Instrução 1 -
Atualize o trecho do texto sobre Scalabrini e a DSI que vai de "- Migração, Scalabrini" até "abre a DSI.", reescrevendo-o com "questão social" trocado por "questão operária".
Instrução 2 -
De acordo com o texto sobre Scalabrini e a DSI, as afirmações abaixo estão corretas? Responda sim ou não a cada uma, citando literalmente as palavras do texto que decidem a questão.
(a) A Carta Encíclica Rerum Novarum abre a Doutrina Social da Igreja.
(b) A abordagem adotada no artigo é sobretudo teológica, e não histórica.
(c) As duas citações anunciadas para o início são breves.

Trecho do documento -

Seguem algumas considerações sobre a temática do título acima. A abordagem tem um caráter histórico, centrado particulamente no contexto em que viveu Scalabrini e em que desenvolveu sua obra. Esta, como logo vereremos, coincide com o surgimento da Carta Encíclica que inaugura a Doutrina Social da Igreja (DSI). Isso esclarece porque a figura e ministério do Bem-aventurado Scalabrini, nos parágrafos abaixo, são projetados sobre o pano-de-fundo dos princípios fundamentais da DSI. Numa palavra, este é o núcleo do artigo: o carisma scalabriniano, de uma parte e os documentos do ensino social da Igreja, de outra. Estes constituem duas vigas mestras do trabalho pastoral junto aos migrantes e refugiados. Um terceiro argumento são os frequentes “gritos” do Papa Francisco sobre o fenômeno migratório constituem o ponto final ao texto.
- Migração, Scalabrini e DSI
Impossível desvincular o binômio Scalabrini e Migrações, por uma parte, dos temas fundamentais da Doutrina Social da Igreja (DSI). Veremos mais adiante como o Bem-aventurado J. B. Scalabrini figura como um dos percursores da solicitude pastoral para com as condições reais da população, ou seja, do ensinamento da Igreja relacionado com a chamada “questão social”. Nessa perspectiva, convém iniciar com duas citações desses escritos de ordem social, um pouco longas, é verdade, mas de uma centralidade indiscutível. O primeiro refere-se à abertura do Carta Encíclica Rerum Novarum (RN), que abre a DSI.

Dados fornecidos -

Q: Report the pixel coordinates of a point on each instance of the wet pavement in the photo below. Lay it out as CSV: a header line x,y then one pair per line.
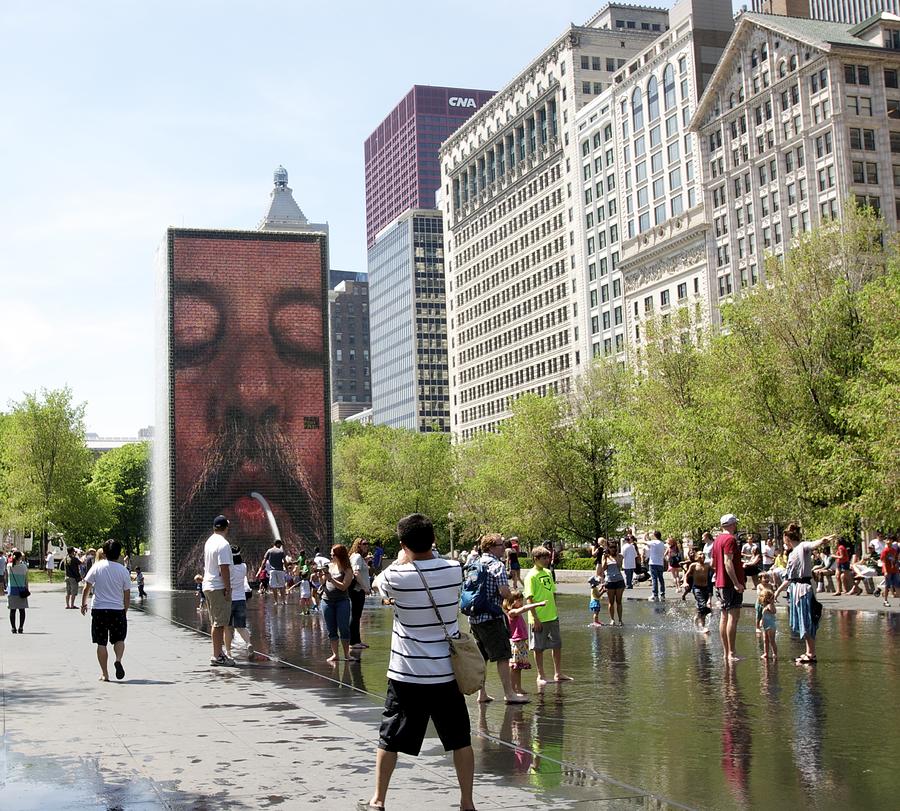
x,y
652,720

Resultado correto 1 -
- Migração, Scalabrini e DSI
Impossível desvincular o binômio Scalabrini e Migrações, por uma parte, dos temas fundamentais da Doutrina Social da Igreja (DSI). Veremos mais adiante como o Bem-aventurado J. B. Scalabrini figura como um dos percursores da solicitude pastoral para com as condições reais da população, ou seja, do ensinamento da Igreja relacionado com a chamada “questão operária”. Nessa perspectiva, convém iniciar com duas citações desses escritos de ordem social, um pouco longas, é verdade, mas de uma centralidade indiscutível. O primeiro refere-se à abertura do Carta Encíclica Rerum Novarum (RN), que abre a DSI.

Resultado correto 2 -
(a) Sim: "O primeiro refere-se à abertura do Carta Encíclica Rerum Novarum (RN), que abre a DSI."
(b) Não: "A abordagem tem um caráter histórico".
(c) Não: "um pouco longas, é verdade".